■ **Tarefa proposta 1**:
Reescreva o trecho da reportagem sobre a quarentena nas favelas de BH trocando "Belo Horizonte" por "BH". Comece pelas palavras "Como a prefeitura" e pare depois de "17.409 casos suspeitos.".
■ **Tarefa proposta 2**:
Responda com base na reportagem sobre a quarentena nas favelas de BH:
(a) Quantos habitantes tem, aproximadamente, o Cabana do Pai Tomás?
(b) Segundo o estudo do Data Favela, que percentual dos moradores de favelas terá dificuldade para comprar comida já no primeiro mês de quarentena?
(c) Quantos dos leitos hospitalares da cidade são de tratamento intensivo (UTI)?

O mesmo afirma o morador do Cabana do Pai Tomás, favela de BH com quase 18 mil habitantes. “Diminuiu muito a presença do povo na rua, mas uma quarentena radical não aconteceu. Tem muita gente na rua na avenida Independência, na padaria, açougue, supermercado…”, conta o Padre Manoel Godoy, da Paróquia São Tarcísio, que está fechada, no Nova Cintra.
O padre ainda externa a sua preocupação com as finanças da comunidade. “A gente vê nos órgãos governamentais que a grande questão é essa: economia ou saúde. Mas o povo simples não pode fazer essa escolha. A gente tem que entender a rotina do povo: praticamente, ganha no dia o que consome no próprio dia. Então, um dia sem trabalho é um dia sem comer”, diz.
Na sua opinião, a melhor alternativa é a distribuição das rendas emergenciais em valor justo. “O máximo que esse governo falou é que vai liberar R$ 200 por mês para cada família. Ora, se acha que R$ 200 dá para alimentar uma família, ele está vivendo em um outro planeta. Isso é falta de governo”, diz padre Manoel.
Um estudo do Data Favela, feito esta semana, mostrou que 86% das pessoas que moram em favelas terão dificuldade de comprar comida já no primeiro mês de quarentena. Para 32%, as dificuldades começam já na primeira semana. No Brasil, aproximadamente 13,6 milhões de pessoas moram em favelas.
Como a prefeitura está agindo?
De acordo com o Boletim Epidemiológico do governo de Minas, desta quinta (26), Belo Horizonte tem 96 casos confirmados de covid-19, e o estado já registra 17.409 casos suspeitos.
Questionada pela reportagem, a prefeitura de Belo Horizonte informou as ações no âmbito da saúde: “todos os 152 Centros de Saúde e as nove Unidades de Pronto Atendimento (UPAs) da capital estão preparados para atender a população. Está em funcionamento também, o centro especializado, na UPA Centro-Sul e, em breve, serão abertas mais duas unidades, sendo uma no Barreiro e outra em Venda Nova”. Destaca ainda que a cidade conta com 5.671 leitos hospitalares, sendo 992 de tratamento intensivo (UTI).

■ **Registros fornecidos**:
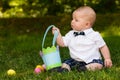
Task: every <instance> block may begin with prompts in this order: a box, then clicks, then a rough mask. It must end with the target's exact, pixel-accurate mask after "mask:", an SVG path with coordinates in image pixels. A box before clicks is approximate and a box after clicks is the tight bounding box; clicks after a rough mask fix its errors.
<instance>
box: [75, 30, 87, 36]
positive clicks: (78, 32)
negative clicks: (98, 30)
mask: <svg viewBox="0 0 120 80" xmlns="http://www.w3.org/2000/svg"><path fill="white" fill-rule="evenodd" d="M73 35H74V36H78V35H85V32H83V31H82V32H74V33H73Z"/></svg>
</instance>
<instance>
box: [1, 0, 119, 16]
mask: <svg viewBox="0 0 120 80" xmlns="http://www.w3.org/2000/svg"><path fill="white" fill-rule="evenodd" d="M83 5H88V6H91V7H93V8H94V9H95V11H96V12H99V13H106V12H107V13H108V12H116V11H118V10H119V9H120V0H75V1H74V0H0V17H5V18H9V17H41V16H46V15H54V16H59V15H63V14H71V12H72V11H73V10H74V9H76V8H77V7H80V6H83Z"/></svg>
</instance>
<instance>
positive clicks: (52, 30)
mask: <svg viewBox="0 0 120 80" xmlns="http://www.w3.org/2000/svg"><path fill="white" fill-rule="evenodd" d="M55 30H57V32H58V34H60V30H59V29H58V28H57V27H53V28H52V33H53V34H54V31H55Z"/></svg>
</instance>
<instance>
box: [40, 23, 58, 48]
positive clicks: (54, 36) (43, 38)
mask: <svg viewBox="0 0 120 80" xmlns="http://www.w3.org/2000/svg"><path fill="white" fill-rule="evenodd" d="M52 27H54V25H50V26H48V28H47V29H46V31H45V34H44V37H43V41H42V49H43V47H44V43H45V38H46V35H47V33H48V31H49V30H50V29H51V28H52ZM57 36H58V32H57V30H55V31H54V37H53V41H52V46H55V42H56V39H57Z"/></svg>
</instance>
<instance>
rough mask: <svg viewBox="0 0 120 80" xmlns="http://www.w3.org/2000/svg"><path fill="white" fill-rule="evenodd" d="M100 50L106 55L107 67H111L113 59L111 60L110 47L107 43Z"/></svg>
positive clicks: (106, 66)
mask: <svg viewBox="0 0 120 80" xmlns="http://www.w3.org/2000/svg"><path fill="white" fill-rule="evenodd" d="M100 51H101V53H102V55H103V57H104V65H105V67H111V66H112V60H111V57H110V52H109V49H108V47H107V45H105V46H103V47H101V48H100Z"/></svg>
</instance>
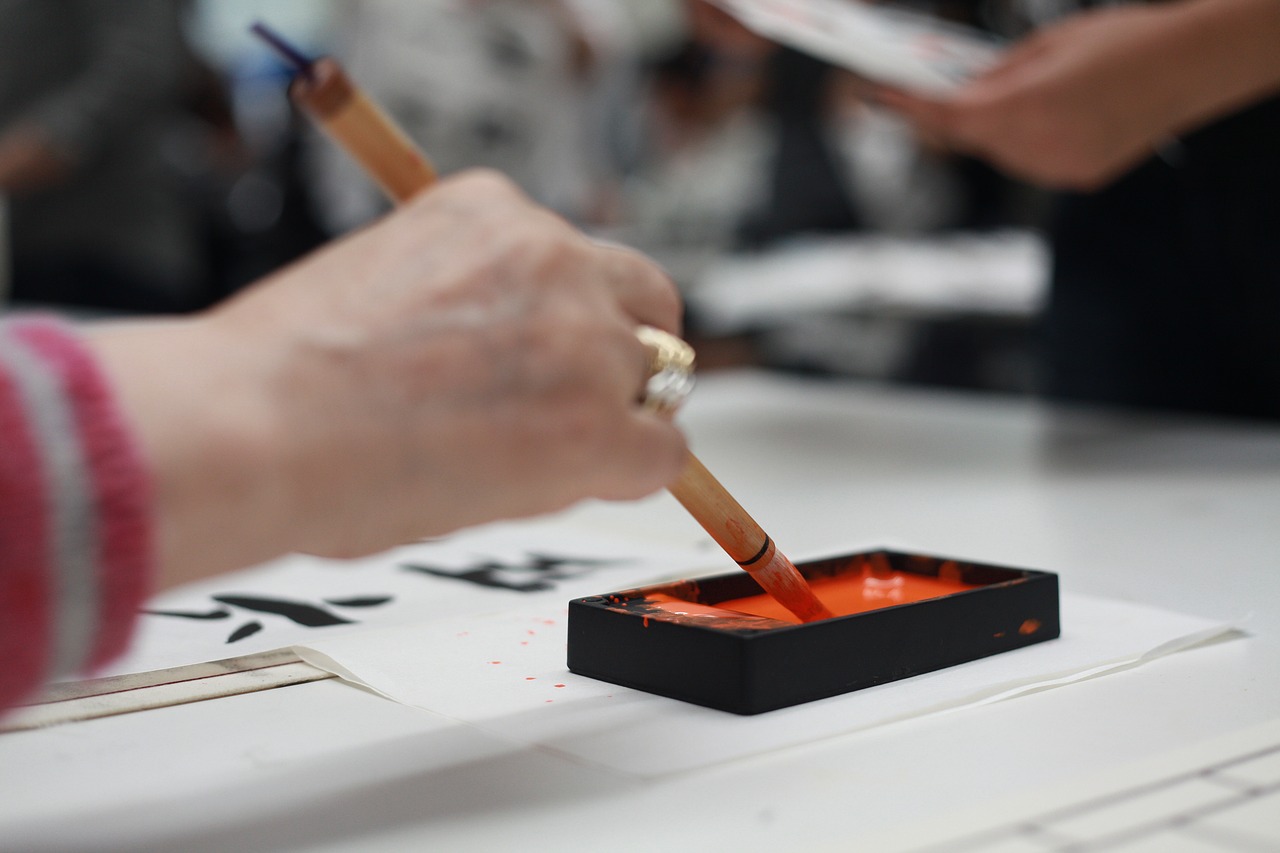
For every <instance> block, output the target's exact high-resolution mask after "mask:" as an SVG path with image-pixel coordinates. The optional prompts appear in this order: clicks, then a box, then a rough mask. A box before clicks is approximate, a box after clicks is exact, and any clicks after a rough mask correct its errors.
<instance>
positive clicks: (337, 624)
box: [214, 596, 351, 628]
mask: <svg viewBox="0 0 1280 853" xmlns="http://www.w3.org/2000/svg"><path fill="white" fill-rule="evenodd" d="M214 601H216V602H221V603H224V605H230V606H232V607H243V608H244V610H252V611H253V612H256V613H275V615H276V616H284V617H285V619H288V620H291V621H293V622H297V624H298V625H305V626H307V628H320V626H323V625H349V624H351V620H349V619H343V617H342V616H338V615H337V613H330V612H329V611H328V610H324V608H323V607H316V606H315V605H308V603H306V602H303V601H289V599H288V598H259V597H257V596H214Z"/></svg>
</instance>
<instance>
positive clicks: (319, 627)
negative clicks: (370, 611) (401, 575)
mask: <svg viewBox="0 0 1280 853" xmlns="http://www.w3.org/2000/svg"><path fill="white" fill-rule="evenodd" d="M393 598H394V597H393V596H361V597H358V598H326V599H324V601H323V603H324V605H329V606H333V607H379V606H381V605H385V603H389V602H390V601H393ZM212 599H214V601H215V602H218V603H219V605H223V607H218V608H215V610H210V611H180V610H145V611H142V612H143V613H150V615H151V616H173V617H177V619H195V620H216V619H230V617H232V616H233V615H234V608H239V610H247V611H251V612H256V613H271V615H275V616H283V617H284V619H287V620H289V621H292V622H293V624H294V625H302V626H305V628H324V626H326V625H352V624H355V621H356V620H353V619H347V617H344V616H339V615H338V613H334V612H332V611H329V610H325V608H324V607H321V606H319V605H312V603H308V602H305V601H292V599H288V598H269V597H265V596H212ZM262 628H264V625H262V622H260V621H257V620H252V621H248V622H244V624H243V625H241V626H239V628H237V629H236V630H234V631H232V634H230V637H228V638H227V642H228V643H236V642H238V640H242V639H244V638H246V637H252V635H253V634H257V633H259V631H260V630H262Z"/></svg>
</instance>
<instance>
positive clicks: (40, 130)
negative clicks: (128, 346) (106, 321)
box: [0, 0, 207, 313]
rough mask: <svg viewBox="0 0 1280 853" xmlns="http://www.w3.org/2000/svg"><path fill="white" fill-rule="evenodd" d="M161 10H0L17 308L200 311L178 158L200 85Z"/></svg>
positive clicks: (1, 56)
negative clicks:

■ **Resposta 1**:
Como a prefeitura está agindo?
De acordo com o Boletim Epidemiológico do governo de Minas, desta quinta (26), BH tem 96 casos confirmados de covid-19, e o estado já registra 17.409 casos suspeitos.

■ **Resposta 2**:
(a) Quase 18 mil habitantes.
(b) 86%.
(c) 992 leitos.